_Work to complete:_ Can you repeat all of the records with "Regions" renamed to "Outlines" everywhere, changing nothing else?

_Source data:_
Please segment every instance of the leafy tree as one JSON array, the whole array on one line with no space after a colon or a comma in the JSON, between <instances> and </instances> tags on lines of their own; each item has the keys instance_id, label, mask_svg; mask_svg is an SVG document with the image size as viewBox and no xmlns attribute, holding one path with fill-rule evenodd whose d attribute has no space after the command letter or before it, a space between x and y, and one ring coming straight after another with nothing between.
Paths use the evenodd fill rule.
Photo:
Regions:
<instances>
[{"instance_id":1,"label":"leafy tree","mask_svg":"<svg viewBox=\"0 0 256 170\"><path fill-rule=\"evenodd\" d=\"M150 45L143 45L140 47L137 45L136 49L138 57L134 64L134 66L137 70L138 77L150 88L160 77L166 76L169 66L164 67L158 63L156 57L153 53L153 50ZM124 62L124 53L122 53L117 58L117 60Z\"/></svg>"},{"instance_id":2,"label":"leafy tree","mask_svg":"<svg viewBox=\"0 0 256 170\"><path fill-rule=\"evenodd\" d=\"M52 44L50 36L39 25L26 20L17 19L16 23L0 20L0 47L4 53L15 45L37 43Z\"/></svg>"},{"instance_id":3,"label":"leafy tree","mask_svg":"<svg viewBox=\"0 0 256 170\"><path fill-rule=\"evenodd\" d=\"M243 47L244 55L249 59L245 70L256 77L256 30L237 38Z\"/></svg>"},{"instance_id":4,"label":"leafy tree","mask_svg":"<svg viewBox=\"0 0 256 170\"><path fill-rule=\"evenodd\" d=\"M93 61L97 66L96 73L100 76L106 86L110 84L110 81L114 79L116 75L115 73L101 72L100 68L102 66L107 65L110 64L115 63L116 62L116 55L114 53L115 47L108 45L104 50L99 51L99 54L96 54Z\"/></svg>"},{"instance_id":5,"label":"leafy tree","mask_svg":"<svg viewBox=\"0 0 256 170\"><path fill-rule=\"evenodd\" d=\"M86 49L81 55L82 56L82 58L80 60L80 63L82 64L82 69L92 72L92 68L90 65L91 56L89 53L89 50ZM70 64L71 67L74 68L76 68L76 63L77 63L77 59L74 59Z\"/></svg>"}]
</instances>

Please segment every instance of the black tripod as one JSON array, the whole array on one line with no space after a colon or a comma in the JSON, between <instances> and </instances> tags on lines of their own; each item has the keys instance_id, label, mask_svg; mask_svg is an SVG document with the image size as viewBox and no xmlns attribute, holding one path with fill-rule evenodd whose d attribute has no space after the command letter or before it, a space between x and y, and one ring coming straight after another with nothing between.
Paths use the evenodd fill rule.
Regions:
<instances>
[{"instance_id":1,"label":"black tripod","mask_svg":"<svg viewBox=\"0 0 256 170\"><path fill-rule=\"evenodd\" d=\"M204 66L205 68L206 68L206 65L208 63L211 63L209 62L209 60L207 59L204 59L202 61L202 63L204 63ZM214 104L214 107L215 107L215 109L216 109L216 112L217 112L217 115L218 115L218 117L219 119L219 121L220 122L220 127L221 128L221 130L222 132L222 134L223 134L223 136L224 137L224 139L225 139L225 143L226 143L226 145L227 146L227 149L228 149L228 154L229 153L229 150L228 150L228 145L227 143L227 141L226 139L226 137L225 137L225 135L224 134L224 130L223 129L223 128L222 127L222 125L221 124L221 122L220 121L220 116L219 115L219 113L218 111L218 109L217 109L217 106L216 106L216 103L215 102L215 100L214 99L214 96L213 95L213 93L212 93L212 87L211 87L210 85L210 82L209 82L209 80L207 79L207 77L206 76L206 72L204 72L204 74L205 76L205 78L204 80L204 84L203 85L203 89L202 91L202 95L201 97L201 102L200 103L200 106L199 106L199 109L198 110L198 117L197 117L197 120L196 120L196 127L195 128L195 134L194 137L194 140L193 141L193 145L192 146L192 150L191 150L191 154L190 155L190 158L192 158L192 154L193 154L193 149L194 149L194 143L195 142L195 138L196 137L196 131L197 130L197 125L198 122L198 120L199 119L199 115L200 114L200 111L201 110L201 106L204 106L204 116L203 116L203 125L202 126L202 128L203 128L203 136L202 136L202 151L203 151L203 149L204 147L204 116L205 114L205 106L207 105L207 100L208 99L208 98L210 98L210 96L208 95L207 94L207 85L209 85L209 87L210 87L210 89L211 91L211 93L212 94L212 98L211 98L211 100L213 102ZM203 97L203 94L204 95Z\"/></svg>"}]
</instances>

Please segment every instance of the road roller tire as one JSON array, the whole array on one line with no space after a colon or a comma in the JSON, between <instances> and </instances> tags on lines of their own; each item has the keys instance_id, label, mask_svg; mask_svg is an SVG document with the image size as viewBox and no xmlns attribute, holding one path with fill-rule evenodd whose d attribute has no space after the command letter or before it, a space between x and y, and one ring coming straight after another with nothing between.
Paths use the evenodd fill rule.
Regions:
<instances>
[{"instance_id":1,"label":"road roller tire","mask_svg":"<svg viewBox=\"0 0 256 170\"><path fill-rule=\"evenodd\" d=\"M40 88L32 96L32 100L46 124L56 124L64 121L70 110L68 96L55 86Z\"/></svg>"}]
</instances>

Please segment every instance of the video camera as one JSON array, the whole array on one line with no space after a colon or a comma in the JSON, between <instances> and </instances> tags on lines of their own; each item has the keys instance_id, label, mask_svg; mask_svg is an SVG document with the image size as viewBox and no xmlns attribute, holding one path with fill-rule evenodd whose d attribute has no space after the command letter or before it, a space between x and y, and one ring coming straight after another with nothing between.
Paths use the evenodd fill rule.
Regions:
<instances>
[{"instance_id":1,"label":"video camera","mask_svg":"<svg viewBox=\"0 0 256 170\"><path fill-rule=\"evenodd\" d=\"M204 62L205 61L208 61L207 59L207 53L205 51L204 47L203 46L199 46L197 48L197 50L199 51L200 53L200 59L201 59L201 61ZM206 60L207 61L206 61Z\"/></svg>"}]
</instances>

_Correct response:_
Please segment every instance of the leafy tree as one JSON array, the whole array on one line with no space after a colon or a comma in the JSON, between <instances> and </instances> tags on lines of their own; each item has the keys instance_id, label, mask_svg; mask_svg is an SVG document with the image size as viewBox and no xmlns attribute, holding one path with fill-rule evenodd whose d attribute has no space after the command letter or before it, a space between x and y, and one ring coming straight after another with nothing between.
Paths use the evenodd fill rule.
Photo:
Outlines:
<instances>
[{"instance_id":1,"label":"leafy tree","mask_svg":"<svg viewBox=\"0 0 256 170\"><path fill-rule=\"evenodd\" d=\"M150 45L143 45L140 47L137 45L136 49L138 57L134 64L134 66L137 70L138 77L150 88L160 77L166 76L169 66L164 67L158 63L156 57L153 53L153 50ZM124 62L124 53L122 53L117 58L117 60Z\"/></svg>"},{"instance_id":2,"label":"leafy tree","mask_svg":"<svg viewBox=\"0 0 256 170\"><path fill-rule=\"evenodd\" d=\"M52 44L50 36L39 25L26 20L17 19L16 23L0 20L0 47L4 53L15 45L37 43Z\"/></svg>"},{"instance_id":3,"label":"leafy tree","mask_svg":"<svg viewBox=\"0 0 256 170\"><path fill-rule=\"evenodd\" d=\"M243 47L244 55L249 59L245 70L256 77L256 30L237 38Z\"/></svg>"},{"instance_id":4,"label":"leafy tree","mask_svg":"<svg viewBox=\"0 0 256 170\"><path fill-rule=\"evenodd\" d=\"M93 61L97 66L96 73L100 76L106 86L110 84L110 81L114 79L116 75L115 73L101 72L100 68L102 66L107 65L110 64L115 63L116 62L116 55L114 53L115 47L108 45L104 50L99 51L99 54L96 54Z\"/></svg>"},{"instance_id":5,"label":"leafy tree","mask_svg":"<svg viewBox=\"0 0 256 170\"><path fill-rule=\"evenodd\" d=\"M86 49L81 55L82 56L82 58L80 60L80 63L82 64L82 69L92 72L92 68L90 65L91 56L89 53L89 50ZM70 64L71 67L74 68L76 68L76 63L77 63L77 59L74 59Z\"/></svg>"}]
</instances>

Please segment every instance of the black tripod as one JSON array, the whole array on one line with no space after a colon or a comma in the JSON, between <instances> and </instances> tags on lines of their own; each item has the keys instance_id, label, mask_svg; mask_svg is an SVG document with the image size as viewBox and no xmlns attribute, holding one path with fill-rule evenodd whose d attribute has no space after the command letter or before it, a space between x and y, and one ring coming straight after another with nothing between.
Paths use the evenodd fill rule.
Outlines:
<instances>
[{"instance_id":1,"label":"black tripod","mask_svg":"<svg viewBox=\"0 0 256 170\"><path fill-rule=\"evenodd\" d=\"M204 66L205 68L206 68L206 65L208 63L211 63L209 62L209 60L207 59L204 59L202 61L202 63L204 63ZM214 104L214 107L215 107L215 109L216 109L216 112L217 112L217 115L218 115L218 117L219 119L219 121L220 122L220 127L221 128L221 130L222 132L222 134L223 134L223 136L224 137L224 139L225 139L225 143L226 143L226 145L227 146L227 149L228 149L228 154L229 153L229 150L228 150L228 145L227 143L227 141L226 139L226 137L225 137L225 135L224 134L224 130L223 129L223 128L222 127L222 125L221 124L221 122L220 121L220 116L219 115L219 113L218 111L218 109L217 109L217 106L216 106L216 103L215 102L215 100L214 99L214 96L213 95L213 93L212 93L212 87L211 87L210 85L210 82L209 82L209 80L207 79L207 77L206 76L206 72L204 72L204 74L205 76L205 78L204 80L204 84L203 85L203 89L202 91L202 95L201 97L201 102L200 103L200 106L199 106L199 109L198 110L198 117L197 117L197 120L196 120L196 127L195 128L195 134L194 137L194 140L193 141L193 145L192 146L192 150L191 150L191 154L190 155L190 158L192 158L192 154L193 154L193 149L194 149L194 143L195 142L195 138L196 137L196 131L197 130L197 125L198 122L198 120L199 119L199 115L200 114L200 111L201 110L201 106L204 106L204 116L203 116L203 125L202 126L202 128L203 128L203 136L202 136L202 151L203 151L203 149L204 147L204 116L205 114L205 106L207 105L207 100L208 99L208 98L210 98L210 96L208 95L207 94L207 85L209 85L209 87L210 87L210 89L211 91L211 93L212 94L212 98L211 98L211 100L213 102ZM203 97L203 94L204 95Z\"/></svg>"}]
</instances>

Please segment every instance of the road roller tire as one JSON array, the whole array on one line with no space after a colon or a comma in the JSON, between <instances> and </instances> tags on lines of their own; each item has the keys instance_id, label, mask_svg; mask_svg is an SVG document with the image size as viewBox and no xmlns attribute, holding one path with fill-rule evenodd whose d attribute has no space after the command letter or before it, a space between x and y, and one ring coming straight after another with nothing between.
Paths use the evenodd fill rule.
Outlines:
<instances>
[{"instance_id":1,"label":"road roller tire","mask_svg":"<svg viewBox=\"0 0 256 170\"><path fill-rule=\"evenodd\" d=\"M40 88L32 96L32 100L46 124L56 124L64 121L70 110L68 96L55 86Z\"/></svg>"}]
</instances>

Please segment every instance of the video camera as one JSON array, the whole array on one line with no space after a colon or a comma in the JSON, between <instances> and </instances> tags on lines of their own; each item has the keys instance_id, label, mask_svg; mask_svg is an SVG document with the image size as viewBox and no xmlns attribute, holding one path with fill-rule evenodd whose d attribute has no space after the command letter or before it, a space between x and y, and one ring coming straight after another with nothing between.
Paths use the evenodd fill rule.
Outlines:
<instances>
[{"instance_id":1,"label":"video camera","mask_svg":"<svg viewBox=\"0 0 256 170\"><path fill-rule=\"evenodd\" d=\"M204 62L205 61L208 61L207 59L207 53L205 51L204 47L203 46L199 46L197 48L197 50L199 51L200 53L200 59L201 59L201 61ZM206 60L207 61L206 61Z\"/></svg>"}]
</instances>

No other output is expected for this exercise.